Your objective
Each line from the one containing "Reviewer note: verify one keypoint per instance of the blue sky." through the end of the records below must be repeated exactly, and no other line.

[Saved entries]
################

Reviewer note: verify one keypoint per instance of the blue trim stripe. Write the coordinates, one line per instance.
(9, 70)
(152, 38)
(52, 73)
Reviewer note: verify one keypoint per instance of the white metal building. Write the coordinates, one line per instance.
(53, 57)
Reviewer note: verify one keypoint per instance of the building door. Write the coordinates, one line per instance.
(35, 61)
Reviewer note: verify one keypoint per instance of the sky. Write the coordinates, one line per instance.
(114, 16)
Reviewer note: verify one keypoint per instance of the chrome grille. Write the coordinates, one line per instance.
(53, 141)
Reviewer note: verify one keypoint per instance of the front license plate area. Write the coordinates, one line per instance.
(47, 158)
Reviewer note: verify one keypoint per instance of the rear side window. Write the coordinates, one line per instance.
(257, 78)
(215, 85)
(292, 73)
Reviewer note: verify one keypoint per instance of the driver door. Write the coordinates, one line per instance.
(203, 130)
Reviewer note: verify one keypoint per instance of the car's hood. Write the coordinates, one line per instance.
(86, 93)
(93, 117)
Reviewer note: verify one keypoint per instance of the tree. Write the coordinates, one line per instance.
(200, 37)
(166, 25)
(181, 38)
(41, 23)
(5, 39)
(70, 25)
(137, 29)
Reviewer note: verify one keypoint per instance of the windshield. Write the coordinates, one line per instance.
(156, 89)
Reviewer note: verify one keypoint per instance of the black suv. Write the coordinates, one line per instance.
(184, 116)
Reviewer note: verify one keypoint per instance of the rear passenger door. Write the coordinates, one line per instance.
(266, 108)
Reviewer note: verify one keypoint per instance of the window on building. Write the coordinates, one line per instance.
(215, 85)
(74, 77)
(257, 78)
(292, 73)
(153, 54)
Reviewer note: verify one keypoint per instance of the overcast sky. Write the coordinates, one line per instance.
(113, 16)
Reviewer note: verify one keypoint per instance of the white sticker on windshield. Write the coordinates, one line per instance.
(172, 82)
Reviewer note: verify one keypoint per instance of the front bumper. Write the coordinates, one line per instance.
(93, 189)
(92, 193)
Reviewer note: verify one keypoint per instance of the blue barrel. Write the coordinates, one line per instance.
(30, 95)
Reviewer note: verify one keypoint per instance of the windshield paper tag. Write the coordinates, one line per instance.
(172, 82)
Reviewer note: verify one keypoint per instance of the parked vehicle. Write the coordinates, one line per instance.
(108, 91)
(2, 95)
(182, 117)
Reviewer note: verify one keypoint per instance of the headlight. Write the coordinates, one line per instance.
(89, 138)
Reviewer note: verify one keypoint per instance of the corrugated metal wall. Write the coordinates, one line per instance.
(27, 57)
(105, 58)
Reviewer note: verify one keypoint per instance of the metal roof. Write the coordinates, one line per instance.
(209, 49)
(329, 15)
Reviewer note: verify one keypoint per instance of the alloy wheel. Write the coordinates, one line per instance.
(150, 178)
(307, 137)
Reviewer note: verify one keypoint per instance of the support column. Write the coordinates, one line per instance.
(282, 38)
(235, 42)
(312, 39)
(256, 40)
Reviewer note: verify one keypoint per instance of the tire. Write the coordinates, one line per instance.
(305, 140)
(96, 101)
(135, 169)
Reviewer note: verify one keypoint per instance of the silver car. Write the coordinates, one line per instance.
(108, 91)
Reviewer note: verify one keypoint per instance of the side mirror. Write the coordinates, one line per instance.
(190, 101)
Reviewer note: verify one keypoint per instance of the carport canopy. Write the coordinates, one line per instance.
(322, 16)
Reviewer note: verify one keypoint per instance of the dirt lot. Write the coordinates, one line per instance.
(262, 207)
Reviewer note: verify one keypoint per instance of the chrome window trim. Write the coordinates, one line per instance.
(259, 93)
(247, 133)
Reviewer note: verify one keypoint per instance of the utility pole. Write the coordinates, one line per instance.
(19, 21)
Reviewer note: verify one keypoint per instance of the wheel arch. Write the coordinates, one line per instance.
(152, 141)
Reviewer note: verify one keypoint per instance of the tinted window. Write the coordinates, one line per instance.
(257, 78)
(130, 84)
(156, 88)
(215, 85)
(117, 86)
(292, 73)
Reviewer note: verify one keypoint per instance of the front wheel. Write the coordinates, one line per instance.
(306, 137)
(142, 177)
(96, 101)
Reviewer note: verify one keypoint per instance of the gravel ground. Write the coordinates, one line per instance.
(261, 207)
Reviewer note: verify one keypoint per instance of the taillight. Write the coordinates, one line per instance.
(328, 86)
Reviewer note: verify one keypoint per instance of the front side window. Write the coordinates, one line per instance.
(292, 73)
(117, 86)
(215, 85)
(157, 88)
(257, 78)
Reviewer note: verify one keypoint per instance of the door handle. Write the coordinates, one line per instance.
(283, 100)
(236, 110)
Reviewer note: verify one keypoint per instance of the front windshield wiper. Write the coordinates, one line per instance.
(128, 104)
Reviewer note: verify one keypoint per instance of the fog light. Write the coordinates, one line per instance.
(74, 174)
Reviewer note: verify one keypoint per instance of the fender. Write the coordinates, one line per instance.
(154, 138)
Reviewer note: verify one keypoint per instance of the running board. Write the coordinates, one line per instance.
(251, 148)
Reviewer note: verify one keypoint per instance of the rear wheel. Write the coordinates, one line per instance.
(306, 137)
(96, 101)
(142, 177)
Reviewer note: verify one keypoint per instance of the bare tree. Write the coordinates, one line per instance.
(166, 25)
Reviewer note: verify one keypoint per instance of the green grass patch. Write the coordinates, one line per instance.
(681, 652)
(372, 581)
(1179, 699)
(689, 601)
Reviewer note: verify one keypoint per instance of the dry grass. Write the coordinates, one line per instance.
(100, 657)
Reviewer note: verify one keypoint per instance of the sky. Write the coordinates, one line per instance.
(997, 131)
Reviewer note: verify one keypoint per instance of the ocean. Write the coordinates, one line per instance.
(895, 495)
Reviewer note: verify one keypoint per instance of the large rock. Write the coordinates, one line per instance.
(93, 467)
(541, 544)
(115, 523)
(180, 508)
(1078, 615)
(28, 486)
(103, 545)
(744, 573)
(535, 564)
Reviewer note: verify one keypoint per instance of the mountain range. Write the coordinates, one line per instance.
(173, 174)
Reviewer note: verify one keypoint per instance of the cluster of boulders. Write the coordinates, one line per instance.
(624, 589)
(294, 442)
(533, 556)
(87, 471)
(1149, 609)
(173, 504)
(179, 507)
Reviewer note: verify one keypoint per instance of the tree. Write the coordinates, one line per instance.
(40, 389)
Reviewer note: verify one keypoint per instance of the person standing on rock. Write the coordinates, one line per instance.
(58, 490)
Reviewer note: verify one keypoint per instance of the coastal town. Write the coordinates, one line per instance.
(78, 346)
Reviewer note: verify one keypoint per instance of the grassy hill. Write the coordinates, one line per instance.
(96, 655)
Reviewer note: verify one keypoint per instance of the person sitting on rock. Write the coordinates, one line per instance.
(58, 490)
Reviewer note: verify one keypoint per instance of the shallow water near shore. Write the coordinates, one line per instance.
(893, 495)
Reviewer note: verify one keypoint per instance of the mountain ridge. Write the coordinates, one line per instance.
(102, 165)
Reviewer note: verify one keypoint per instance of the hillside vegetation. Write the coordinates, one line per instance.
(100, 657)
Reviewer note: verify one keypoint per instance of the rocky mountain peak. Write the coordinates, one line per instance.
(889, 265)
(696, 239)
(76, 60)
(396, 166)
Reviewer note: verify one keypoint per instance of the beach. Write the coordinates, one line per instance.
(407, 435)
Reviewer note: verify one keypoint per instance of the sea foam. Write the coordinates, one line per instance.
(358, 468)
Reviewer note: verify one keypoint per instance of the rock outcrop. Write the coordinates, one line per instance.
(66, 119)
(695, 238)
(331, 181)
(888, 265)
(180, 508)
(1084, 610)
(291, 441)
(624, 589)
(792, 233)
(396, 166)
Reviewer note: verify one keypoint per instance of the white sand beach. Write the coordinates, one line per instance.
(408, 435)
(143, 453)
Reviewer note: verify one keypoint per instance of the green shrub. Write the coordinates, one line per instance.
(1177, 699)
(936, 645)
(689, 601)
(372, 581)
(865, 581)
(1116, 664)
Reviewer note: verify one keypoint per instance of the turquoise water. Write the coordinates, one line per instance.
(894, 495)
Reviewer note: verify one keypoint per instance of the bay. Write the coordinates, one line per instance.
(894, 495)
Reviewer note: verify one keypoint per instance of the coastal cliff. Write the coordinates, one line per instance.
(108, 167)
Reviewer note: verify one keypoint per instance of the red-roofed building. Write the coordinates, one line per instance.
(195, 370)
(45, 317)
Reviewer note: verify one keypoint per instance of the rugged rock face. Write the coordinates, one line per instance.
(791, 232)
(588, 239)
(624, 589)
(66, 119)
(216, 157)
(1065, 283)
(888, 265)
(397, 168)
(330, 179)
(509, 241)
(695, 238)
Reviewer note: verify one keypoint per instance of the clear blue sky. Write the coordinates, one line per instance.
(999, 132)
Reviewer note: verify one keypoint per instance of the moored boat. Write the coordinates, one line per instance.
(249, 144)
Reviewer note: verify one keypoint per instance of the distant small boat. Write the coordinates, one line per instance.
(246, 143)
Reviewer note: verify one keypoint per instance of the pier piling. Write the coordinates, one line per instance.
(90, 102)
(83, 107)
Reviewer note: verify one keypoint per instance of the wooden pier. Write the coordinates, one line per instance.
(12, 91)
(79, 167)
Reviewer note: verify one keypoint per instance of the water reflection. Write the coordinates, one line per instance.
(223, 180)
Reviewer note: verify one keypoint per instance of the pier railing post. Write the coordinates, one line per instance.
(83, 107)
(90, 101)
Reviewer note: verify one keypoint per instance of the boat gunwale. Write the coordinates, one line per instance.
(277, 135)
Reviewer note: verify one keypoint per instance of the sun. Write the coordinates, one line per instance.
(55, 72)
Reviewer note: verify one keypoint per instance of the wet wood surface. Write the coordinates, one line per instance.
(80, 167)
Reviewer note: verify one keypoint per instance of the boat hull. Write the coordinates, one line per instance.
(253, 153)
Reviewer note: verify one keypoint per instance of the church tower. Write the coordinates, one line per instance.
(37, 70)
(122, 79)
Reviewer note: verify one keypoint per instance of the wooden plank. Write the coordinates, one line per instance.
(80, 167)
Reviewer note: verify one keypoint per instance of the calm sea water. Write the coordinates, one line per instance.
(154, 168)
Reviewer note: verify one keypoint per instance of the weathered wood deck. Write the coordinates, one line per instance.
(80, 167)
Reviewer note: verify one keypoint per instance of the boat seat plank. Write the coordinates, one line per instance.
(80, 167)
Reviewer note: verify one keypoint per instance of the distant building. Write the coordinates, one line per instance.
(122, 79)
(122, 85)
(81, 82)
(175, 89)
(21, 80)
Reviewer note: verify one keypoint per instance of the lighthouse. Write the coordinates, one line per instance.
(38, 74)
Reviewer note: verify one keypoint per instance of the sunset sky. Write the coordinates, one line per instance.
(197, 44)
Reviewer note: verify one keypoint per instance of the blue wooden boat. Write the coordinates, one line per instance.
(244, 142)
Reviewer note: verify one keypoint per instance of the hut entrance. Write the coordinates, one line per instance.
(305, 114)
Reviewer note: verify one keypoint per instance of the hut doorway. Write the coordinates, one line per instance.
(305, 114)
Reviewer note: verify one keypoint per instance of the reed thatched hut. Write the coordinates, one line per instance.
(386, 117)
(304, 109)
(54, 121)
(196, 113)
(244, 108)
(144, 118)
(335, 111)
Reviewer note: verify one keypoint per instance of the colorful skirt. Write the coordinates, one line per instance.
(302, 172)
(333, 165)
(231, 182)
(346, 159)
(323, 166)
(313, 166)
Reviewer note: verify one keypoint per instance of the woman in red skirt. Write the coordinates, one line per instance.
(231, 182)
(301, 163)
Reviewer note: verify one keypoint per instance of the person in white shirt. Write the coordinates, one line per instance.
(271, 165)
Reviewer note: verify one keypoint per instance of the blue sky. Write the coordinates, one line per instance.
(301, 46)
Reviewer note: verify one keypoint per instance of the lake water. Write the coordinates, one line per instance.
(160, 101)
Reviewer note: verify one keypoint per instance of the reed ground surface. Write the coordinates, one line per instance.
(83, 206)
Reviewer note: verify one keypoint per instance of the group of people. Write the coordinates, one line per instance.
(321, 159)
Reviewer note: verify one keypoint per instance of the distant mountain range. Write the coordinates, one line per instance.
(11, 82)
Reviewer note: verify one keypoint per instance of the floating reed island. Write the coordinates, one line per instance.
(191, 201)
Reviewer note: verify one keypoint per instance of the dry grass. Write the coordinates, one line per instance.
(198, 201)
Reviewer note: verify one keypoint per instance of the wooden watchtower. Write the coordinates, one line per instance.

################

Answer for this exercise
Reviewer note: verify one keypoint per instance of the blue sky. Write the coordinates, one line per instance.
(301, 46)
Reviewer note: verify one keypoint per instance of the lake water. Write the coordinates, one line per instance.
(160, 101)
Reviewer note: verify one keypoint per instance of the reed ground surface. Write the coordinates, one line per instance.
(83, 206)
Reviewer note: verify one keypoint per instance of the group of people. Write the coordinates, one line per instance.
(321, 159)
Reviewer note: verify one keypoint per instance of the distant mountain range. Write the coordinates, one line per instance.
(11, 82)
Reviewer note: verify one keypoint per instance of the floating reed island. Write the coordinates, one line per instance.
(191, 201)
Reviewer note: verify one keypoint per instance of the dry grass. Write the coordinates, one line per instance.
(198, 201)
Reviewer note: verify one keypoint per instance of the wooden watchtower. Write the coordinates, one line per instance.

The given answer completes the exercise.